*Exercise objective*
Return every line from the records below that has the word "boot".

** Opening Input data block **

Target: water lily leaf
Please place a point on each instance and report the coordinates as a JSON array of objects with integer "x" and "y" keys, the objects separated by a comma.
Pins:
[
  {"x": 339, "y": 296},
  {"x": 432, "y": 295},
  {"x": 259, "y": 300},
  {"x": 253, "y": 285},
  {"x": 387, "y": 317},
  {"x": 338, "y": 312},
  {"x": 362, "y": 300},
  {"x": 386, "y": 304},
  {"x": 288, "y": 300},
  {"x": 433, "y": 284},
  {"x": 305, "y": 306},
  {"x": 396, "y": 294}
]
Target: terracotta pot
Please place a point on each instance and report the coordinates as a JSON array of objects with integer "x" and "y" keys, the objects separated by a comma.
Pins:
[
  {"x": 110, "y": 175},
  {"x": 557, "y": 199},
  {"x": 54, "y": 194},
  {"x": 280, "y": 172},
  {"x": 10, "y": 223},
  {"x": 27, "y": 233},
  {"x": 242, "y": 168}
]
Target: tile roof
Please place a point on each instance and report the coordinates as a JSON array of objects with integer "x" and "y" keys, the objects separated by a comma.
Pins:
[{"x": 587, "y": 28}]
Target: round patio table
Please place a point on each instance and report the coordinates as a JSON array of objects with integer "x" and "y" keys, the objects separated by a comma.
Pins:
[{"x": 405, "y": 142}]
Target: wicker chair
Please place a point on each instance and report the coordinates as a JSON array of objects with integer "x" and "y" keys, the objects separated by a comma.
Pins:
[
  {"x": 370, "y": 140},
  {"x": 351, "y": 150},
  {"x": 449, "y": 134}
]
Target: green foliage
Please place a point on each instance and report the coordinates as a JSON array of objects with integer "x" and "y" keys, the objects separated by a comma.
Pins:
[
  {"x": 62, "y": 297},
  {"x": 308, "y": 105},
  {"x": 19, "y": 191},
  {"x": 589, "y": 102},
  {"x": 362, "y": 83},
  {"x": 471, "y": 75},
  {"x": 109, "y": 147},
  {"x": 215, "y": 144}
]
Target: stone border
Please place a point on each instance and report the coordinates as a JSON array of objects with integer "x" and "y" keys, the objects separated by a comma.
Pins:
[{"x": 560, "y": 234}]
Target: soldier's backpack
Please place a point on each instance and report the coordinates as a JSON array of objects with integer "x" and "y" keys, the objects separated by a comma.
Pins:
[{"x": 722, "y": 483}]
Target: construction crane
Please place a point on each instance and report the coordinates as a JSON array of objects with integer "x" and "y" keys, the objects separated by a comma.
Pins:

** Closing Input data block **
** Opening Input data block **

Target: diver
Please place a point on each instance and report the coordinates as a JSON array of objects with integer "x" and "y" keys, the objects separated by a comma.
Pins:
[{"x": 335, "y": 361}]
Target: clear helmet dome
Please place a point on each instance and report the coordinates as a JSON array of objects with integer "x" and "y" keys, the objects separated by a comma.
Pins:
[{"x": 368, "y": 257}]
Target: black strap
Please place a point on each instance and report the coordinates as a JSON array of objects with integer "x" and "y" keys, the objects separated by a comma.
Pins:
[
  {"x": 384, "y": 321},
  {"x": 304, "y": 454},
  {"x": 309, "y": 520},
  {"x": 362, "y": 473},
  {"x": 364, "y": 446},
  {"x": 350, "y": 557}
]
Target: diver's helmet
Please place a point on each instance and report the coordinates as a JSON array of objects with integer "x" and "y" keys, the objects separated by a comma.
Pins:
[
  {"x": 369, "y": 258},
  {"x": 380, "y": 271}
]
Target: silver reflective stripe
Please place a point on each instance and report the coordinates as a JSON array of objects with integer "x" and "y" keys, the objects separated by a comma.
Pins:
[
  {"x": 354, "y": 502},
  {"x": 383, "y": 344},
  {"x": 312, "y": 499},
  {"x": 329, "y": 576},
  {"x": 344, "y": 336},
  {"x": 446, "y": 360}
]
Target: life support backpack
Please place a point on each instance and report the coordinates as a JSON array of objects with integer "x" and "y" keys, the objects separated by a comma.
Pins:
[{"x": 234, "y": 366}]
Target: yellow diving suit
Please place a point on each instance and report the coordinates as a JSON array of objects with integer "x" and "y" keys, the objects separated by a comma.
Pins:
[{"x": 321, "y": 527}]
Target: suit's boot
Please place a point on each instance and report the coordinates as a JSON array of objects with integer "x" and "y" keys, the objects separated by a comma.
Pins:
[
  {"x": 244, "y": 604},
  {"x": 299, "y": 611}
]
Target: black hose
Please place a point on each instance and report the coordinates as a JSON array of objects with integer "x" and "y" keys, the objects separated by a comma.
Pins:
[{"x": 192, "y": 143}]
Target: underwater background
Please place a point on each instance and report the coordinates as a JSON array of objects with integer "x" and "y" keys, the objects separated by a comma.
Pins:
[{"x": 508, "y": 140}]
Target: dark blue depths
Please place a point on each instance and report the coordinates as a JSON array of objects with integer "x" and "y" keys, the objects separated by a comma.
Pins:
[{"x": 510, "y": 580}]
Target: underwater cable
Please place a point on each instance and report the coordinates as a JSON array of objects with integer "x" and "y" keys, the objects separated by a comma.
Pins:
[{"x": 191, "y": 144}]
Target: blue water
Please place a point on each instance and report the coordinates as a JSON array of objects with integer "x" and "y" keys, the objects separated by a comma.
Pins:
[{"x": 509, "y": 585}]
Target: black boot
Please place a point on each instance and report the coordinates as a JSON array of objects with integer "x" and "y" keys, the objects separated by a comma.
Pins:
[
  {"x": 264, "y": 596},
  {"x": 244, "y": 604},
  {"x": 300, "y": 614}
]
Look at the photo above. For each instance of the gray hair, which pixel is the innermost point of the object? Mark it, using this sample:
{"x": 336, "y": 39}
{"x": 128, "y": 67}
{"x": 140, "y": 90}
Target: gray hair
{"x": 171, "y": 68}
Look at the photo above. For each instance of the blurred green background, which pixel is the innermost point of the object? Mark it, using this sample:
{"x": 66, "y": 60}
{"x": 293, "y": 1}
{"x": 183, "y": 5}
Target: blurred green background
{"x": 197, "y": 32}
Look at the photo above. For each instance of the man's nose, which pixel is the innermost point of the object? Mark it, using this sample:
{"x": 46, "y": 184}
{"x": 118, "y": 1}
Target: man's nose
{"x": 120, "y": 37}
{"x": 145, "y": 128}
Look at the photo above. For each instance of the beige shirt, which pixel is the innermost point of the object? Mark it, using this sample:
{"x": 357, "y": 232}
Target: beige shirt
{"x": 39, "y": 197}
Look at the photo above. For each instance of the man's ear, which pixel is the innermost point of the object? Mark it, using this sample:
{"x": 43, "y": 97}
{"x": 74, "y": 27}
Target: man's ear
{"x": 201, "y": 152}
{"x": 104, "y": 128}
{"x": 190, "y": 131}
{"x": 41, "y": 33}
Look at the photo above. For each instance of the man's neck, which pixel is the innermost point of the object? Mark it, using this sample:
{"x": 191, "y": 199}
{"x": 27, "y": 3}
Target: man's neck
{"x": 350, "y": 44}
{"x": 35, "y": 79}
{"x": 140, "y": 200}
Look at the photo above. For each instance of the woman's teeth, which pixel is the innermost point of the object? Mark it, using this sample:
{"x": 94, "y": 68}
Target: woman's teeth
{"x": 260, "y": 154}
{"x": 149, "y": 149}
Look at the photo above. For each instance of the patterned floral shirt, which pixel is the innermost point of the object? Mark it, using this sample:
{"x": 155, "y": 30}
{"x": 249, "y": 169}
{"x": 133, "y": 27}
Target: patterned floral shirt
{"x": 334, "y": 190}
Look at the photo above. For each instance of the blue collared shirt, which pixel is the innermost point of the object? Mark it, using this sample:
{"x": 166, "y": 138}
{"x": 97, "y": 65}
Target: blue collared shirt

** Closing Input data block **

*Exercise output*
Target: suit's boot
Target: black boot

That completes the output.